* WORK REQUIRED
Return the stretch of lines below that opens with the line containing "TARGET: rocky outcrop" and closes with the line containing "[(313, 328)]". Include both of those lines, and copy every line without any change.

++++++

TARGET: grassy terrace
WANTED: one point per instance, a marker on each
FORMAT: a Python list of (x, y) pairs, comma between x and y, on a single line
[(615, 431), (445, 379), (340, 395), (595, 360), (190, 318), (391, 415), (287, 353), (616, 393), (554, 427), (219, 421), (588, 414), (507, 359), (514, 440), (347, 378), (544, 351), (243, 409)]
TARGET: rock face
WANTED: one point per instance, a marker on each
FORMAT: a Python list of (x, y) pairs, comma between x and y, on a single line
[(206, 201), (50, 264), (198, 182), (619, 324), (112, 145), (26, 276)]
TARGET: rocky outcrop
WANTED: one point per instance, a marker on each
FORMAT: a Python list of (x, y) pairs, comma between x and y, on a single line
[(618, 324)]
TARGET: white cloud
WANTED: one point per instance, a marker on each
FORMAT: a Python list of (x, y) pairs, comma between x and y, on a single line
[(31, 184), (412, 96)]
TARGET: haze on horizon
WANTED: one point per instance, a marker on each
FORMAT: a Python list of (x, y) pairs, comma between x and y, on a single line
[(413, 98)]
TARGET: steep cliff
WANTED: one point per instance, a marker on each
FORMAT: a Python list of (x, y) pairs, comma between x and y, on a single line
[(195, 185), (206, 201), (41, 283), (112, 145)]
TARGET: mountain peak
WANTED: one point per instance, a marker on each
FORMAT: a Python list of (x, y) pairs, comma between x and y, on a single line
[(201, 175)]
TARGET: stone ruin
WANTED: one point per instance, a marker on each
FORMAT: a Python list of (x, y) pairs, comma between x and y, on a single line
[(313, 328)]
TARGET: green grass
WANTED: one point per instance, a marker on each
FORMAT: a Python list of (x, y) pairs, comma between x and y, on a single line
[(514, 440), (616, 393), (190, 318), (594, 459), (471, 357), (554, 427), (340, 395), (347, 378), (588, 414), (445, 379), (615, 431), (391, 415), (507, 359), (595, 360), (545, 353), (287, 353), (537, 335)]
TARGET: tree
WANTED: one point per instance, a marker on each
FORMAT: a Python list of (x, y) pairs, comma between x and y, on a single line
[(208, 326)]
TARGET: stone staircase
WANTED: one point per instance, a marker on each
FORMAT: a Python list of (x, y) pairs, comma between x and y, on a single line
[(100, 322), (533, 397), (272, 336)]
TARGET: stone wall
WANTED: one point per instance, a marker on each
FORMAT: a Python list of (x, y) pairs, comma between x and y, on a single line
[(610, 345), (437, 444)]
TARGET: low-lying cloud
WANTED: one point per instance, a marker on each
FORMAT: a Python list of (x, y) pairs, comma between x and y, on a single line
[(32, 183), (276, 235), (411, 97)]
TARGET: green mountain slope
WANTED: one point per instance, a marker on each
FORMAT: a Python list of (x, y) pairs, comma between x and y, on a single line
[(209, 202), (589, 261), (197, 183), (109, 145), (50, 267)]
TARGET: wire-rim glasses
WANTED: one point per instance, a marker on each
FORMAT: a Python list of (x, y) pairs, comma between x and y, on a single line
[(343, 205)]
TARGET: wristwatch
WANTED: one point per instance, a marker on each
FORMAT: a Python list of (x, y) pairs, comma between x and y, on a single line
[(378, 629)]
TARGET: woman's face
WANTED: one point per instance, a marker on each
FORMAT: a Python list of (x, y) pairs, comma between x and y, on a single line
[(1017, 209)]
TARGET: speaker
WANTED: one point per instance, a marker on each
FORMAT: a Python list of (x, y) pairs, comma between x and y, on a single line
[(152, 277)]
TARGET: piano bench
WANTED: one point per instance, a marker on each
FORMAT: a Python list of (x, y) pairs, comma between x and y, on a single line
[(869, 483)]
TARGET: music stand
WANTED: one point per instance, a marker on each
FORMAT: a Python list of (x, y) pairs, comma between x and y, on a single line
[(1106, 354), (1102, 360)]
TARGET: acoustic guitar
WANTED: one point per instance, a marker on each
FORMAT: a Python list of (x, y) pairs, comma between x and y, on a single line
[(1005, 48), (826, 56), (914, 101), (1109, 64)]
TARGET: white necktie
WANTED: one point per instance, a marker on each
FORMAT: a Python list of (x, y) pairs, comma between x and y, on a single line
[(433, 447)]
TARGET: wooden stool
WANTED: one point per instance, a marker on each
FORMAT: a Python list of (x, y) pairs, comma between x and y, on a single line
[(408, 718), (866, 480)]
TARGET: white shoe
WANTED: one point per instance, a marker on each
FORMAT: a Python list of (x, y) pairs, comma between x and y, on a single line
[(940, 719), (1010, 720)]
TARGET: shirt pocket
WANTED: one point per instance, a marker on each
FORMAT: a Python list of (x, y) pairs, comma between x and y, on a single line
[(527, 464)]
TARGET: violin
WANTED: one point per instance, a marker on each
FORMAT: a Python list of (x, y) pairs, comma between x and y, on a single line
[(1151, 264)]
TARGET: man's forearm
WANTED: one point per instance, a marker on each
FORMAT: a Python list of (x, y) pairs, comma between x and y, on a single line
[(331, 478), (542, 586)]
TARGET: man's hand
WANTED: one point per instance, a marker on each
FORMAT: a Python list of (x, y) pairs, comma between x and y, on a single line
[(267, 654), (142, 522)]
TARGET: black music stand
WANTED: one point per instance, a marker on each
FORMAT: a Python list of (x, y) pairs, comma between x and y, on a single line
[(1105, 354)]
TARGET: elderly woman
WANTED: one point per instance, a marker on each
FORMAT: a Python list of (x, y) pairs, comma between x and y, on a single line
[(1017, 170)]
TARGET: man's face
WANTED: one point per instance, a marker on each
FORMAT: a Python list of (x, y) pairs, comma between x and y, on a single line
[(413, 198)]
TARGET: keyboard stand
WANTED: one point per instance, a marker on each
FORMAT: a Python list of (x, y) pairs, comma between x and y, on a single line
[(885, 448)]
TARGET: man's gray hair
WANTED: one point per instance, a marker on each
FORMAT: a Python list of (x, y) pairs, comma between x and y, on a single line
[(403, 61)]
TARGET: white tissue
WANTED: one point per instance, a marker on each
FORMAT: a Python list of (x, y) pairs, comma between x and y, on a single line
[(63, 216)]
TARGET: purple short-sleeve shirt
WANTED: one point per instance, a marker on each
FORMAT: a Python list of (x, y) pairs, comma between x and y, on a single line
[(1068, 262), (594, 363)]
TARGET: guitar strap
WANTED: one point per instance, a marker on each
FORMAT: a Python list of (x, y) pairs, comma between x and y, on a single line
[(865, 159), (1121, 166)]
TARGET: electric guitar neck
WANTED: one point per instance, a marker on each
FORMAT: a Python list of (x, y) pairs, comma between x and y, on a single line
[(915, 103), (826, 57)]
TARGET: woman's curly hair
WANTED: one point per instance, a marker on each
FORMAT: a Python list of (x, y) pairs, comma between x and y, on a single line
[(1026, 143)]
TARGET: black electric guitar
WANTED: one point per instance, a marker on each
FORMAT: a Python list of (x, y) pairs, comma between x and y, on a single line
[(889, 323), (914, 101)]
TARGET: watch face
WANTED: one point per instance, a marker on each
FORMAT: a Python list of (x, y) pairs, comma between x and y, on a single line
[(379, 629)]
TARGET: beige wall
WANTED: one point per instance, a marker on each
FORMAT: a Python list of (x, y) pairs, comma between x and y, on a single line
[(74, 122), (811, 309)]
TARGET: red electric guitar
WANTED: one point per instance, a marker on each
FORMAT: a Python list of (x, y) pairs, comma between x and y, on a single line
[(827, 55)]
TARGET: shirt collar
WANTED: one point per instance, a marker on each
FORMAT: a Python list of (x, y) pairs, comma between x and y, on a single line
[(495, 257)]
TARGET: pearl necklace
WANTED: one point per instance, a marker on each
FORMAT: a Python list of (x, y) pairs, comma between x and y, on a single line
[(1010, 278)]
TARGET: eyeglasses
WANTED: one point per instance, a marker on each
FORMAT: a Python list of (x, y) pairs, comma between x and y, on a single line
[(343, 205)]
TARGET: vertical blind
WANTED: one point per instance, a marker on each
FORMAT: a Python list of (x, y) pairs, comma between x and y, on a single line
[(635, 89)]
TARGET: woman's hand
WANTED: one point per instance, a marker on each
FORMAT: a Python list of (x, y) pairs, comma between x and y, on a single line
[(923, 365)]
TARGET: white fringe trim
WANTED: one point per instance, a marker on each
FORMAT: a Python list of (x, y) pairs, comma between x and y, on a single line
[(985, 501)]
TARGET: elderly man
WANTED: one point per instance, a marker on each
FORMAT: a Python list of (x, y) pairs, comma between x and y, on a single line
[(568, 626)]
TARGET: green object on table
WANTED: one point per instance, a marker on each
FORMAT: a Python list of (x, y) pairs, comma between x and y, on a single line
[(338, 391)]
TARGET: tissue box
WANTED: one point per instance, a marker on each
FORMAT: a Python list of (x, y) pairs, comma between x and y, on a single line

++++++

* RESPONSE
TARGET: rocky outcrop
WANTED: one point per instance, a marker on each
FORMAT: a Python list of (x, y) pairs, comma between x and y, on a single line
[(618, 324)]
TARGET: white cloud
WANTED: one point per instance, a marker on each
FORMAT: a Python list of (x, y) pairs, comma between x and y, on a single line
[(31, 184), (412, 96)]
TARGET: haze on horizon
WANTED: one point per instance, a marker on each
FORMAT: a Python list of (x, y) pairs, comma between x and y, on a single line
[(413, 98)]
TARGET: steep cliff
WANTED: one point per instance, a marker on each
FORMAT: a Python list of (x, y) pairs, comma between x and y, on a single line
[(195, 185), (206, 201), (41, 283), (112, 145)]
TARGET: mountain peak
WANTED: one point per instance, a marker on each
FORMAT: a Python list of (x, y) pairs, comma between x and y, on a single line
[(201, 175)]
TARGET: stone ruin
WANTED: one point per instance, a marker on each
FORMAT: a Python list of (x, y) pairs, comma between x and y, on a single line
[(313, 328)]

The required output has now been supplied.